[DIRECTION] Convert each line of the records below into a Markdown table with the columns "Number" and "Line Text," leaving out any blank lines and numbering the rows in order.
── PROVIDED ENTRIES ──
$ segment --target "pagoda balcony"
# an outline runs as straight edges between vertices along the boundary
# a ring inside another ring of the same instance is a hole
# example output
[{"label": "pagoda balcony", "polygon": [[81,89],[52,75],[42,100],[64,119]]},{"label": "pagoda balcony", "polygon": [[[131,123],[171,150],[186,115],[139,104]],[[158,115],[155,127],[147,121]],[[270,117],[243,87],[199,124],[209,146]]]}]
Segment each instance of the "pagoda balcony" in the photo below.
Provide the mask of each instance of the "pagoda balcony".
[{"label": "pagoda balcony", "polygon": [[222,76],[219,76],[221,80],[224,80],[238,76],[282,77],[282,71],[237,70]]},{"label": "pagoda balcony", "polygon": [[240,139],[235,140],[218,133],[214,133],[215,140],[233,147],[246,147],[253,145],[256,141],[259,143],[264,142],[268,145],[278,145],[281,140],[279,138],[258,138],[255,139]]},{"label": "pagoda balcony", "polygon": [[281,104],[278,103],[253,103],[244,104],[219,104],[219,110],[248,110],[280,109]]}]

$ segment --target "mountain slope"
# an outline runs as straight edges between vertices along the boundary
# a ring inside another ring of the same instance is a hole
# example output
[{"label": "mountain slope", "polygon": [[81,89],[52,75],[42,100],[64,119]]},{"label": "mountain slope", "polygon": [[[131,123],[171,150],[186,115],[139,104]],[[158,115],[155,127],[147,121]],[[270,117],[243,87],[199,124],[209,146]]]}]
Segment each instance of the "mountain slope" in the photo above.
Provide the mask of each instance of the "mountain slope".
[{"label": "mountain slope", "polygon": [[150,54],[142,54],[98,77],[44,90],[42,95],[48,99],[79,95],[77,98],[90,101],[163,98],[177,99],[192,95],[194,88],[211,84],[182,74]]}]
───
[TASK SOLUTION]
| Number | Line Text |
|---|---|
| 1 | $ segment --target "pagoda balcony" |
| 2 | # an outline runs as straight edges between vertices along the boundary |
| 3 | # a ring inside another ring of the same instance is a hole |
| 4 | # example output |
| 5 | [{"label": "pagoda balcony", "polygon": [[81,89],[52,75],[42,100],[64,119]]},{"label": "pagoda balcony", "polygon": [[[131,123],[171,150],[186,115],[139,104]],[[158,115],[155,127],[147,121]],[[270,117],[243,87],[199,124],[209,146]]]}] |
| 6 | Segment each instance of the "pagoda balcony" in the photo below. |
| 7 | Provide the mask of each instance of the "pagoda balcony". |
| 8 | [{"label": "pagoda balcony", "polygon": [[222,76],[219,76],[221,80],[224,80],[238,76],[282,77],[282,71],[237,70]]},{"label": "pagoda balcony", "polygon": [[240,139],[235,140],[218,133],[214,133],[215,140],[233,147],[246,147],[253,145],[256,141],[259,143],[264,142],[268,145],[278,145],[281,140],[279,138],[258,138],[255,139]]},{"label": "pagoda balcony", "polygon": [[281,104],[278,103],[253,103],[244,104],[219,104],[219,110],[248,110],[280,109]]}] |
| 9 | $ segment --target "mountain slope" |
| 10 | # an outline runs as straight edges between vertices along the boundary |
| 11 | # a ring inside another ring of the same instance is a hole |
| 12 | # example output |
| 13 | [{"label": "mountain slope", "polygon": [[81,89],[52,75],[42,100],[64,119]]},{"label": "mountain slope", "polygon": [[[131,123],[171,150],[186,115],[139,104]],[[158,115],[155,127],[147,121]],[[270,117],[243,87],[199,124],[209,146]]]}] |
| 14 | Segment each instance of the "mountain slope" in the photo above. |
| 15 | Provide the mask of each instance of the "mountain slope". |
| 16 | [{"label": "mountain slope", "polygon": [[150,54],[142,54],[98,77],[44,90],[42,95],[48,99],[79,95],[77,98],[90,101],[163,98],[177,99],[192,95],[194,88],[211,84],[182,74]]}] |